*Problem to solve*
Rewrite the items with "white molded chair" swapped for "plastic stacking chair" and everything else left unchanged.

++++++++++

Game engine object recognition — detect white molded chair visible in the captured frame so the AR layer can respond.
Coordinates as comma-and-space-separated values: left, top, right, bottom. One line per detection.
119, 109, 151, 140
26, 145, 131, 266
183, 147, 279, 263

++++++++++

*Answer to the task*
Game engine object recognition — detect plastic stacking chair visible in the captured frame so the AR layer can respond.
Coordinates as comma-and-space-separated values: left, top, right, bottom. One line per detection.
119, 109, 151, 140
26, 145, 131, 266
183, 147, 279, 263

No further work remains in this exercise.